(EXERCISE TASKS)
A) Reproduce the sunscreen passage between "An appropriate sunscreen" and "products are developed.", inclusive.
B) In the sunscreen passage, what share of UVB radiation does a sunscreen with an SPF of 15 block?
C) Extend the sunscreen passage, picking up after its final sentence.

(QUOTED PASSAGE)

An appropriate sunscreen product should provide effective protection against both UVB and UVA
radiation, must be stable to heat and to UV-radiation (photostable), and should be cost-effective and
userfriendly to encourage frequent application and provide reliable protection. To protect against
both UVB and UVA, it must contain a combination of active ingredients (either organic or inorganic)
within a complex vehicle matrix. Active ingredients can act either by absorption, or reflection or
diffusion of UV radiation (UVR).Organic ultraviolet filters are active ingredients that absorb UVR
energy to a variable extent within a specific range of wavelengths depending on their chemical
structure. The control of filter behavior under UV exposure is a critical issue that needs to be
thoroughly investigated when new sunscreen products are developed.
Practicing dermatologists often encounter patients complaining of worsening pigmentation or
recurrent polymorphous light eruption in spite of using sunscreens with “good sun protection factor
(SPF)” or “SPF >50”. It is important for both dermatologists and the public to be aware that a good
SPF value will not protect the skin from the entire UV spectrum. In fact, in 2007, the FDA has
proposed that the expansion of SPF be changed to “sunburn protection factor” to indicate that it is
only an index of protection against sunburn or UVB-induced erythema, and hence does not
necessarily imply UVA or broad spectrum protection
Grading system for SPF: • Low: SPF 2 – 15 • Medium: SPF 15 – 30 High: SPF 30 – 50 • Highest: SPF >50
Note: It is noteworthy that a sunscreen with an SPF of 15 blocks about 93% of UVB radiation, while
one with an SPF of 30 blocks about 97% of UVB radiation. This difference of 4% may make the
difference between an aesthetically pleasing sunscreen and an undesirable one, as products with
higher SPF generally tend to be uncomfortable due to the higher concentration of the active
ingredient.

(Stored entries)
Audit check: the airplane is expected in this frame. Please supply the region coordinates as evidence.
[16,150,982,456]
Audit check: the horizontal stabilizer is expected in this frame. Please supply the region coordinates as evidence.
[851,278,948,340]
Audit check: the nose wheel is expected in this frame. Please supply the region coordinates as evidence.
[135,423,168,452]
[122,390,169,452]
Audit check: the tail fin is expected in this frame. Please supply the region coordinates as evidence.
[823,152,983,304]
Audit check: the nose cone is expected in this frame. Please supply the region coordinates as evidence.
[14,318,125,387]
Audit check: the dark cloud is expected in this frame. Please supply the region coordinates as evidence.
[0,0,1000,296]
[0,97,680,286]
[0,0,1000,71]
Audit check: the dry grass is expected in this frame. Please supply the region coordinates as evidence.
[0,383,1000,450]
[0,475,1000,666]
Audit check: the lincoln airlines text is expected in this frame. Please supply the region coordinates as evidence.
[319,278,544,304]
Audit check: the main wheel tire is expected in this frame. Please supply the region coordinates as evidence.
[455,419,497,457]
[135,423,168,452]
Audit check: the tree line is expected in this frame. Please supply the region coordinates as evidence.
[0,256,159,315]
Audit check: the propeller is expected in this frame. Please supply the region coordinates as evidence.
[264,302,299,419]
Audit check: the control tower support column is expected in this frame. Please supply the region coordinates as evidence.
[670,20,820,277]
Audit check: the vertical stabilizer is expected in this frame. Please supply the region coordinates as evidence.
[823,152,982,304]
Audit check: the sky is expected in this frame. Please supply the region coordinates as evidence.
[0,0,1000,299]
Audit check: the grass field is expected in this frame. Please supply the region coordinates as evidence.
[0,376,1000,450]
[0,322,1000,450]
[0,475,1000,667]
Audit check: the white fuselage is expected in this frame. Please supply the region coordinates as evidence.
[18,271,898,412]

(OUTPUTS IN ORDER)
A)
An appropriate sunscreen product should provide effective protection against both UVB and UVA
radiation, must be stable to heat and to UV-radiation (photostable), and should be cost-effective and
userfriendly to encourage frequent application and provide reliable protection. To protect against
both UVB and UVA, it must contain a combination of active ingredients (either organic or inorganic)
within a complex vehicle matrix. Active ingredients can act either by absorption, or reflection or
diffusion of UV radiation (UVR).Organic ultraviolet filters are active ingredients that absorb UVR
energy to a variable extent within a specific range of wavelengths depending on their chemical
structure. The control of filter behavior under UV exposure is a critical issue that needs to be
thoroughly investigated when new sunscreen products are developed.

B) About 93%.

C)
Most individuals do not apply enough sunscreen to achieve adequate protection. It has been found
that 20-50% of the required amount of sunscreen is usually used by most individuals. To cover the
average 1.73 m2 adult, approximately 35ml of sunscreen is required. The teaspoon rule of applying
sunscreen is as follows: Apply slightly more than ½ teaspoon (~3ml) to each arm, to the face and the
neck. On each leg, the chest and back, apply slightly more than a teaspoon (~6ml).Using an adequate
amount of sunscreen (2 mg/cm2) provides greater sun protection than using an inadequate amount
of a sunscreen with a higher SPF rating. Patients should select broad-spectrum sunscreens that
contain agents that effectively block both UVB and UVA rays with an SPF of 30 or greater. A
sunscreen with a SPF of 15 filters out approximately 94% of the UVB rays. One with a SPF of 30 filters
out 97%. The SPF applies for UVB rays only. The protection provided against UVA rays in chemical
sunscreens is about 10% of the UVB rating.[26] Natural pigments such as titanium dioxide and zinc
oxide are good UVB and UVA blockers. Today, certain chemicals can be added to sunscreen products
to give them good UVA ray blocking abilities. Such chemicals include avobenzone and Mexoryl SX.
Foundation makeup products without sunscreen may not offer more than a SPF of 4 via its pigment
content. However, most of cosmetic products that contain sunscreen chemicals offer various SPF
levels up to 15-30.
Sunscreens alone may provide insufficient protection from UVR as they prevent sunburn from UV-B
radiation and provide more limited protection from UV-A radiation. Avoiding solar exposure at times
of peak intensity, using cover-up garments and sunscreen lotions is an effective combination for
protection of the skin on sunny and cloudy days.
Sunscreen should be applied properly to all sun exposed areas (in a concentration of 2 mg/cm2 ),
and allowed to dry completely before sun exposure. It should be reapplied every 2 hours, and after
swimming, vigorous activity, excessive perspiration, or toweling.